Object pointing dataset items
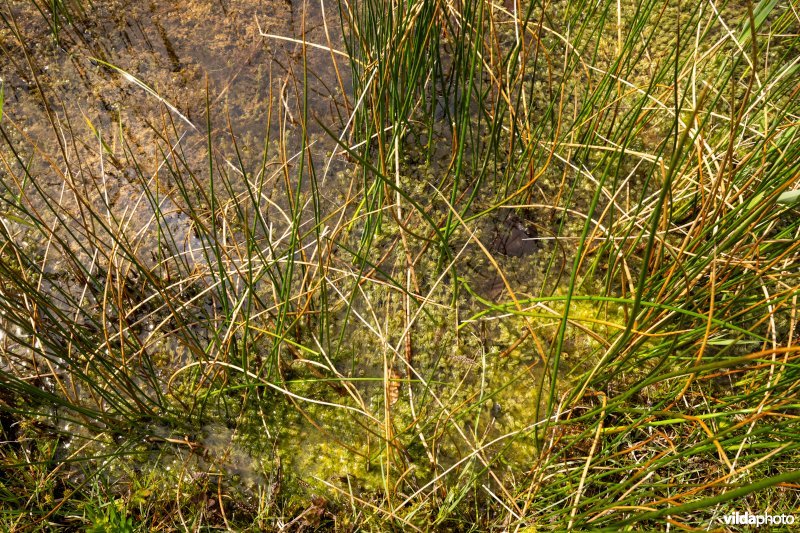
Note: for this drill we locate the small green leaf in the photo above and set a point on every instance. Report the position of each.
(789, 197)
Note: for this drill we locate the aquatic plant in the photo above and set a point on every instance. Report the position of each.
(533, 268)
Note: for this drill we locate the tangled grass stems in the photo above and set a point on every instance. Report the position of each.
(556, 292)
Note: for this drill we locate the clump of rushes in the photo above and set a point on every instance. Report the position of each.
(555, 290)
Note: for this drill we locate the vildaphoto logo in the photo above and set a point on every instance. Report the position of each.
(749, 519)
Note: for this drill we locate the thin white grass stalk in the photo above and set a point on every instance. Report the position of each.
(270, 385)
(142, 85)
(585, 472)
(303, 42)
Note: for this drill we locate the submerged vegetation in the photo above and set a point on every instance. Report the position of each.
(423, 265)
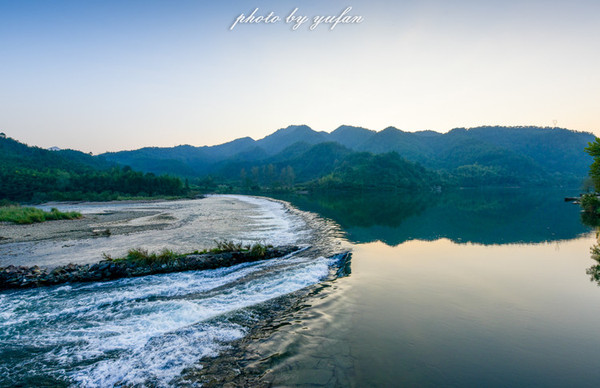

**Stated goal**. Rewrite every item above with "drill" swapped for "exercise" and nothing else changed, leaving the pictures out of your answer.

**Output for this task**.
Note: for this exercise we locate the small green leaf in the photo above and set a point on every instance. Report the position of each.
(789, 197)
Note: for this exercise we locate the aquatic plant in the photo above and set a point on every instance. Report the position of each.
(533, 268)
Note: for this exercise we locate the tangled grass stems in the photo above and set a point on every instance. Report the position of each.
(556, 292)
Note: for this exercise we locate the clump of rushes in the photo above and set a point on every instance. Report the position of each.
(555, 290)
Note: for this exercise we locate the vildaphoto logo in the photo above and set a point on every instance. Report the position of each.
(749, 519)
Note: for this exercise we locate the thin white grass stalk in the photo above and set a point on every instance. Report the position of each.
(270, 385)
(142, 85)
(585, 472)
(303, 42)
Note: for this exercise we locate the submerged vegetation in the photo above and set a point on every instance. Report the position of each.
(423, 265)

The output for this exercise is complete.